┌──
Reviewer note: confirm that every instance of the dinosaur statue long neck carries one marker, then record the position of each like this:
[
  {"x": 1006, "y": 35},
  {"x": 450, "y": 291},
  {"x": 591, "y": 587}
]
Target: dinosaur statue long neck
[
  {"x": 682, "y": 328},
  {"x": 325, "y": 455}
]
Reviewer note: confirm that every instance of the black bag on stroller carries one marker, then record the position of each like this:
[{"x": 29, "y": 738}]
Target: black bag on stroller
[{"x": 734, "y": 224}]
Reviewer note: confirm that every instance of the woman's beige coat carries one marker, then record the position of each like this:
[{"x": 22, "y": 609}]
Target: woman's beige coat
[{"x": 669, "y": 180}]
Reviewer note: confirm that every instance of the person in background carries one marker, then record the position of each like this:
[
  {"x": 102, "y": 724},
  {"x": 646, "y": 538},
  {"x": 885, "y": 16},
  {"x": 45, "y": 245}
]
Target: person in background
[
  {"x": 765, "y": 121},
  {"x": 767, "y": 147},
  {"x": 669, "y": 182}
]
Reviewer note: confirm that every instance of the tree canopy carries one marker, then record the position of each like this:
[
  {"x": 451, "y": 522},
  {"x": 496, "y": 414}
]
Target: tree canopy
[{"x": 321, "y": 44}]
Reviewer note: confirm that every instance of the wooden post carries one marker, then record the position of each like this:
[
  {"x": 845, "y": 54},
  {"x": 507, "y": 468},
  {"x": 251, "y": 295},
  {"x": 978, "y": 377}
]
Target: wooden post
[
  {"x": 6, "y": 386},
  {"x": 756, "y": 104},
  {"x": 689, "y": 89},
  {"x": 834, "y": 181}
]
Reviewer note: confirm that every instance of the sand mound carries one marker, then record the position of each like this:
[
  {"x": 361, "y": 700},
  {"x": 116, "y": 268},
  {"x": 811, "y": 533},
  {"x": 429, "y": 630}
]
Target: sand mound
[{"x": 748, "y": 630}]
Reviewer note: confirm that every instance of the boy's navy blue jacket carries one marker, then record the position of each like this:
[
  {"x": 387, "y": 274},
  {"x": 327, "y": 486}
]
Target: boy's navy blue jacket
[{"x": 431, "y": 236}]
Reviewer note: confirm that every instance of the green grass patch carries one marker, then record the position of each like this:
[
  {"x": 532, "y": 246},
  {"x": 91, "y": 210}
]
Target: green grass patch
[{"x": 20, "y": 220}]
└──
◆ Problema a resolver
Reproduce al pie de la letra todas las entradas de arriba, desde la primera hasta la última, sin alterar nada.

◆ Respuesta al ejercicio
Reviewer note: confirm that every instance of the dinosaur statue long neck carries one marker, then record the position of each like this:
[
  {"x": 1006, "y": 35},
  {"x": 450, "y": 291},
  {"x": 591, "y": 587}
]
Target: dinosaur statue long neck
[
  {"x": 682, "y": 328},
  {"x": 325, "y": 455}
]
Reviewer note: confirm that every instance of the black bag on stroller carries one marker, then record the position of each like this:
[{"x": 29, "y": 738}]
Target: black bag on stroller
[{"x": 734, "y": 224}]
Reviewer note: confirm that every instance of the woman's beige coat carries one marker, then record the position of each like this:
[{"x": 22, "y": 609}]
Target: woman's beige coat
[{"x": 669, "y": 180}]
Reviewer note: confirm that every instance of the person in background carries one marker, then record the position of each like this:
[
  {"x": 102, "y": 724},
  {"x": 646, "y": 538},
  {"x": 885, "y": 16},
  {"x": 45, "y": 245}
]
Target: person in background
[
  {"x": 765, "y": 121},
  {"x": 767, "y": 147},
  {"x": 669, "y": 182}
]
Reviewer note: confirm that every instance of the tree canopy carries one marker, then record the position of each like this:
[
  {"x": 451, "y": 522},
  {"x": 496, "y": 414}
]
Target: tree canopy
[{"x": 321, "y": 44}]
Reviewer note: confirm that every instance of the wooden post carries one marker, then record the position of each like this:
[
  {"x": 845, "y": 54},
  {"x": 507, "y": 468},
  {"x": 251, "y": 295},
  {"x": 978, "y": 377}
]
Target: wooden post
[
  {"x": 6, "y": 386},
  {"x": 756, "y": 104},
  {"x": 689, "y": 89},
  {"x": 834, "y": 181}
]
Reviewer note: confirm that every instance of the sand mound carries one marker, then record the position of each like this:
[
  {"x": 361, "y": 700},
  {"x": 116, "y": 268},
  {"x": 811, "y": 533},
  {"x": 429, "y": 630}
]
Target: sand mound
[{"x": 748, "y": 630}]
Reviewer note: confirm that every instance of the boy's navy blue jacket carries one marker, then record the position of each like this:
[
  {"x": 387, "y": 274},
  {"x": 327, "y": 486}
]
Target: boy's navy blue jacket
[{"x": 431, "y": 236}]
Reviewer note: confirm that every instance of the green grass patch carries one marker, then record the position of each like this:
[
  {"x": 532, "y": 246},
  {"x": 91, "y": 210}
]
Target: green grass patch
[{"x": 20, "y": 220}]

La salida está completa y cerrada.